** Start Excerpted passage **

In the interview itself, Mr Hager was careful to distinguish Operation Burnham on the basis that it addressed only one incident in the NZ Special Forces’ (NZSF) operation in Afghanistan. He further acknowledged that the NZSF were not operating with the Australian Forces in question in the Australian inquiry. His comments related more generally to the NZSF’s activity over the time they were deployed in Afghanistan.  He was asked specifically if it was possibly that the NZSF had behaved in a similar way to the Australian Forces in question to which he replied in the positive; the interview then followed that path of inquiry.

It was his opinion, based on the extensive research which he had undertaken when co-authoring the book "Hit and Run" that there may be some substance to that suggestion of similar behaviour. That is an opinion which he is entitled to hold based on his prior knowledge and under section 14 of the New Zealand Bill of Rights Act 1990 is one which RNZ was entitled to communicate to its audience. RNZ notes that earlier in the day, in Morning Report, we conveyed an opposing view from Jon Stephenson the co-author of “Hit and Run”.

** End Excerpted passage **
** Start Raw data **

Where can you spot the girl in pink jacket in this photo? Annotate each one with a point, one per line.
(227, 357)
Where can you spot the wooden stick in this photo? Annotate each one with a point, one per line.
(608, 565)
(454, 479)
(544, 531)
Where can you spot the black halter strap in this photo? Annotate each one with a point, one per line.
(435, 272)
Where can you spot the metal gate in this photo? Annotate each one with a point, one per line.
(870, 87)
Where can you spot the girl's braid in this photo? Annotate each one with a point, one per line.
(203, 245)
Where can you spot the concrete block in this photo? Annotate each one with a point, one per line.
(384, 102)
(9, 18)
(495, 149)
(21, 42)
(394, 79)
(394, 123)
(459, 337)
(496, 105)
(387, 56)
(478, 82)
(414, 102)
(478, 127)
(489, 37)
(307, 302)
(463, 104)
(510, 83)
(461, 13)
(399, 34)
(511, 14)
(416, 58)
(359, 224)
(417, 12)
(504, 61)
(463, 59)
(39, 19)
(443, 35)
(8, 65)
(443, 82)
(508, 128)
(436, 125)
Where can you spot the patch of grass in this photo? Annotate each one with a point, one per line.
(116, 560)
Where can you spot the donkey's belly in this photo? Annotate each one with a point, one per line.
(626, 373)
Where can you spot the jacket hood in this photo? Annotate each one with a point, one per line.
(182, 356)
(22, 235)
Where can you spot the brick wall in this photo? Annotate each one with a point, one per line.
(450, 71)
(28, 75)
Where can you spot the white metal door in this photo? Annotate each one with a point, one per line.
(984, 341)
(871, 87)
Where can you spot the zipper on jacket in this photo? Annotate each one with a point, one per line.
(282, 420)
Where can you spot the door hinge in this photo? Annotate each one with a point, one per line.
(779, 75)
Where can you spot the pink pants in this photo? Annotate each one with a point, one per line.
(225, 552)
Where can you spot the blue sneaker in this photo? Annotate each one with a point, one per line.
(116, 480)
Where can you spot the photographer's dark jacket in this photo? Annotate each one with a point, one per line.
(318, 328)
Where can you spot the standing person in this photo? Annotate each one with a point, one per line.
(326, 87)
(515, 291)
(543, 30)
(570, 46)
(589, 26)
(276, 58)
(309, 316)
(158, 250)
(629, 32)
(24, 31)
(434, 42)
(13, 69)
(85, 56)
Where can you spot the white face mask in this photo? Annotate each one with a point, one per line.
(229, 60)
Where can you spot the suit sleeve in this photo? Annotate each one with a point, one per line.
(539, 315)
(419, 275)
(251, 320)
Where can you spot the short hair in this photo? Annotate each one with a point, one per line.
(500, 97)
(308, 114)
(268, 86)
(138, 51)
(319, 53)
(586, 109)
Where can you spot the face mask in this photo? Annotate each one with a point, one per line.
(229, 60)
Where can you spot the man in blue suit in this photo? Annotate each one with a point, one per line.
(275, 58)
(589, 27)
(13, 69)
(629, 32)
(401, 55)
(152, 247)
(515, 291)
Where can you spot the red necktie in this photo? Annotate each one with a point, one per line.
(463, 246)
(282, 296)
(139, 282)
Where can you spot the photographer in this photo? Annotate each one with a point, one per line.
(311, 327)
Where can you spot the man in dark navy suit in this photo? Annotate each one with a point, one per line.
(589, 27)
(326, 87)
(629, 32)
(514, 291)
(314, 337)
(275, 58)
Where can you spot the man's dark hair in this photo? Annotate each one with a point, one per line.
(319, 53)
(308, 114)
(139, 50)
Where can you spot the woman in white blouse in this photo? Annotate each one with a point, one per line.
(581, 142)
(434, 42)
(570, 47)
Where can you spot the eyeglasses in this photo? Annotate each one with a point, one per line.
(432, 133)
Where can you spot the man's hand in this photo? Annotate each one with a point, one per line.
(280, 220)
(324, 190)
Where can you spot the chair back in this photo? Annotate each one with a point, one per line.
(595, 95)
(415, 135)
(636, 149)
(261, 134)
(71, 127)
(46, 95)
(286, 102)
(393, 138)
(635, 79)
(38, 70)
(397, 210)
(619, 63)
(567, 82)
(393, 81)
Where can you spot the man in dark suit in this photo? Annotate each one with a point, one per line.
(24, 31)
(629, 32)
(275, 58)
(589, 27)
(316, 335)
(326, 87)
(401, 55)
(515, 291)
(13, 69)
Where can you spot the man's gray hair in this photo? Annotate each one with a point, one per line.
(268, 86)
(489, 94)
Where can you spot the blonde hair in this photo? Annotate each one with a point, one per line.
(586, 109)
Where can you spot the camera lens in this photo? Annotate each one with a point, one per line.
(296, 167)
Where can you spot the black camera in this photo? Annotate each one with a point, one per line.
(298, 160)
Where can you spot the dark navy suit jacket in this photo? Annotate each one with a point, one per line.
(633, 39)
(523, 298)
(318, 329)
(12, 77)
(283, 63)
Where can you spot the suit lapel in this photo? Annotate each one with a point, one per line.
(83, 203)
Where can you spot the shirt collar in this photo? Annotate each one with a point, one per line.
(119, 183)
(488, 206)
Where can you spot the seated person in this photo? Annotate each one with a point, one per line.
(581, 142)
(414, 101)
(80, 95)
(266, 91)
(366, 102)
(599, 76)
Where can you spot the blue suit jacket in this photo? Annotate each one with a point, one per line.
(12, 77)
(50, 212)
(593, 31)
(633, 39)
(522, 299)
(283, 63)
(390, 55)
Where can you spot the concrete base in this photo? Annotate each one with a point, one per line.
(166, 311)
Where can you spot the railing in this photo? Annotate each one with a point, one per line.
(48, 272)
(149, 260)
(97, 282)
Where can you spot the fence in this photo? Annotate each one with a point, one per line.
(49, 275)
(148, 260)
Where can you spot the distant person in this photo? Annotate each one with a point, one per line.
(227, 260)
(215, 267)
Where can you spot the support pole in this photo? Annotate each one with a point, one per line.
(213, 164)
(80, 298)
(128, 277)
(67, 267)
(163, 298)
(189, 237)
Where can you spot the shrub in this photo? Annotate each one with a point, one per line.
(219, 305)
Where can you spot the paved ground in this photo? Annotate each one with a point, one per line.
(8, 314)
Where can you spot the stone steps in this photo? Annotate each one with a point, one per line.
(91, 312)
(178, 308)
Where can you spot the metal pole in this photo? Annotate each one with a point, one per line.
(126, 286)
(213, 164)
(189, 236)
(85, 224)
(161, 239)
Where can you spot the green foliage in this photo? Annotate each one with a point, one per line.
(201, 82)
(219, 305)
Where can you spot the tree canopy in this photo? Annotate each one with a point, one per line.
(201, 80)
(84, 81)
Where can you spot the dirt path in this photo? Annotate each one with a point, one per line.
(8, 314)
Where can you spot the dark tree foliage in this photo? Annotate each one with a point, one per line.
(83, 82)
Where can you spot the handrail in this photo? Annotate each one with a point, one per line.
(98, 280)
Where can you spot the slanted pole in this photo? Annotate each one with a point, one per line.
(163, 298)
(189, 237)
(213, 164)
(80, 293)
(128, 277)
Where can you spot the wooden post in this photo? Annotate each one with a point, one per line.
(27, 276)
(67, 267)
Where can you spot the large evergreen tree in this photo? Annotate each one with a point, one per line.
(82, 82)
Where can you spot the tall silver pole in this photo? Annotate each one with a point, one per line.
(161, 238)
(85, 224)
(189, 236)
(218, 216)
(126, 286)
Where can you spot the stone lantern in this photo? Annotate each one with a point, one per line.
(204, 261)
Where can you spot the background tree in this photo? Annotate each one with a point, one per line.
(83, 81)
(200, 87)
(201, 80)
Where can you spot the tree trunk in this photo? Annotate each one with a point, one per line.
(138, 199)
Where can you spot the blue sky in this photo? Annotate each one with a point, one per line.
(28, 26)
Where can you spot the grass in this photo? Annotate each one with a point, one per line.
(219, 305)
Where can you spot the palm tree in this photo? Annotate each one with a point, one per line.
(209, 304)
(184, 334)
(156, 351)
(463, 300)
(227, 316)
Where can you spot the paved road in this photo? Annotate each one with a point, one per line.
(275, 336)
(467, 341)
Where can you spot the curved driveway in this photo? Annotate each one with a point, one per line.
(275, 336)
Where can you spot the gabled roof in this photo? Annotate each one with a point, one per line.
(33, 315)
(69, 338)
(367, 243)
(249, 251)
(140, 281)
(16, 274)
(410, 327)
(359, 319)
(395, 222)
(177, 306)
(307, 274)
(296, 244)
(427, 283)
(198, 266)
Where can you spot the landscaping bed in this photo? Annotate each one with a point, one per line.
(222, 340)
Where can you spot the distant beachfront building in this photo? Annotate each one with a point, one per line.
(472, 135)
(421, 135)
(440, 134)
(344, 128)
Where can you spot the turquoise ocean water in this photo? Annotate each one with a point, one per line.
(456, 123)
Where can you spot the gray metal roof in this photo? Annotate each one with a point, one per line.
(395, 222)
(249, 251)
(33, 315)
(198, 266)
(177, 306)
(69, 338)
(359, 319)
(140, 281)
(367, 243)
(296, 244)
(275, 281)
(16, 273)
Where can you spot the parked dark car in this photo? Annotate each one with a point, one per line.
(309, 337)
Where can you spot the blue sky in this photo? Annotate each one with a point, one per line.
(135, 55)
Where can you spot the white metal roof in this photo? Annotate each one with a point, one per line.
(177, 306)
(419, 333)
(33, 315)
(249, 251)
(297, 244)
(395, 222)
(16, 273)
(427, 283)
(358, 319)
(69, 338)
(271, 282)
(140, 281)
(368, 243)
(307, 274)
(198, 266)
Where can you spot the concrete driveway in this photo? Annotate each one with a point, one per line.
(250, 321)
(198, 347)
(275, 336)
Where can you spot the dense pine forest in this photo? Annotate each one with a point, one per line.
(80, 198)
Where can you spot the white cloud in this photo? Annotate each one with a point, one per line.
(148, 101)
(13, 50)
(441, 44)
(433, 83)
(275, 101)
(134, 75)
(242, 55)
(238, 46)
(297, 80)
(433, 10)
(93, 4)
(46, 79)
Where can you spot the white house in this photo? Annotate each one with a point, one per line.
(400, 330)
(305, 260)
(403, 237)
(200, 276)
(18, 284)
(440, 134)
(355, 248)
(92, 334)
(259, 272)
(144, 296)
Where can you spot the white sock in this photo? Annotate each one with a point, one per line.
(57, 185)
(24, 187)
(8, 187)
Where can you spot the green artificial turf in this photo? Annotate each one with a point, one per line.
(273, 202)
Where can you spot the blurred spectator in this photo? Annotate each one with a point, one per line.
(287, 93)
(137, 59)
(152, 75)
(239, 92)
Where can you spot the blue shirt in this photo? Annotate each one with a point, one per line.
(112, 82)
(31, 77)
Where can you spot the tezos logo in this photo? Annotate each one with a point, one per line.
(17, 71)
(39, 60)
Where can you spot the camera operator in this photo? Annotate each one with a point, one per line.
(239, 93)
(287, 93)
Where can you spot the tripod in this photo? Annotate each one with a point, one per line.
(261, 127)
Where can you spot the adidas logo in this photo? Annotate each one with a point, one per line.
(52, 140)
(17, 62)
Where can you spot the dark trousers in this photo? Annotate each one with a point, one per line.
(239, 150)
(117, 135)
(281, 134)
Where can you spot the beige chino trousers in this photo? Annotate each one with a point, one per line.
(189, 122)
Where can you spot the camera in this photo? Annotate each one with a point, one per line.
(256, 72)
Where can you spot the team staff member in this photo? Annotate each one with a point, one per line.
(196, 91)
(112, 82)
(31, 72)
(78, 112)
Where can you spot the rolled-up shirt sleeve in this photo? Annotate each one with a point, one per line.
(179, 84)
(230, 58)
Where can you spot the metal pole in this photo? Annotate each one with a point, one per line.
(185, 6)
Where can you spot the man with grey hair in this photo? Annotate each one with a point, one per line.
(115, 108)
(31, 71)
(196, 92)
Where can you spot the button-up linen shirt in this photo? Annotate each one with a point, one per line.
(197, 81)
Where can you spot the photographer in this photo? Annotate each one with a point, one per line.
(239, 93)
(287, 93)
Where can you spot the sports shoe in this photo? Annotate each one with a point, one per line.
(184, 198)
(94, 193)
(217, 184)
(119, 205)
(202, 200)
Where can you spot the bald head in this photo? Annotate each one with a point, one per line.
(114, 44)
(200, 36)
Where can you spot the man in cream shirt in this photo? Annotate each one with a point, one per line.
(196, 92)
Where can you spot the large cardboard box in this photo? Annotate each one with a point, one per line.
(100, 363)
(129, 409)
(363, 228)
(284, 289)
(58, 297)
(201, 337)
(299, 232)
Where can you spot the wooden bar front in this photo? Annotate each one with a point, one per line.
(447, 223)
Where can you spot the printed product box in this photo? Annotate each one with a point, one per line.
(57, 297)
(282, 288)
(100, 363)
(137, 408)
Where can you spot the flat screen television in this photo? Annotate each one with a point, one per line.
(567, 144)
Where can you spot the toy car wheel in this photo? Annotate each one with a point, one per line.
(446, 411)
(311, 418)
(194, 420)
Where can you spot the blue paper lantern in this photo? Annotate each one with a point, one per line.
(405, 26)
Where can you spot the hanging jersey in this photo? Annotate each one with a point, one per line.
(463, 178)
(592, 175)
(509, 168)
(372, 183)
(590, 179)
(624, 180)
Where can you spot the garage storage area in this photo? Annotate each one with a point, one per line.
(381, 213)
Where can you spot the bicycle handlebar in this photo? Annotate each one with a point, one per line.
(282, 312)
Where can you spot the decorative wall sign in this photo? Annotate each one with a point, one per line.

** End Raw data **

_Goal_:
Could you reproduce the passage on the Hager interview word for word, starting at "In the interview" and ending at "path of inquiry."? The rows play no part in what you are asked to do.

_Exercise solution_:
In the interview itself, Mr Hager was careful to distinguish Operation Burnham on the basis that it addressed only one incident in the NZ Special Forces’ (NZSF) operation in Afghanistan. He further acknowledged that the NZSF were not operating with the Australian Forces in question in the Australian inquiry. His comments related more generally to the NZSF’s activity over the time they were deployed in Afghanistan.  He was asked specifically if it was possibly that the NZSF had behaved in a similar way to the Australian Forces in question to which he replied in the positive; the interview then followed that path of inquiry.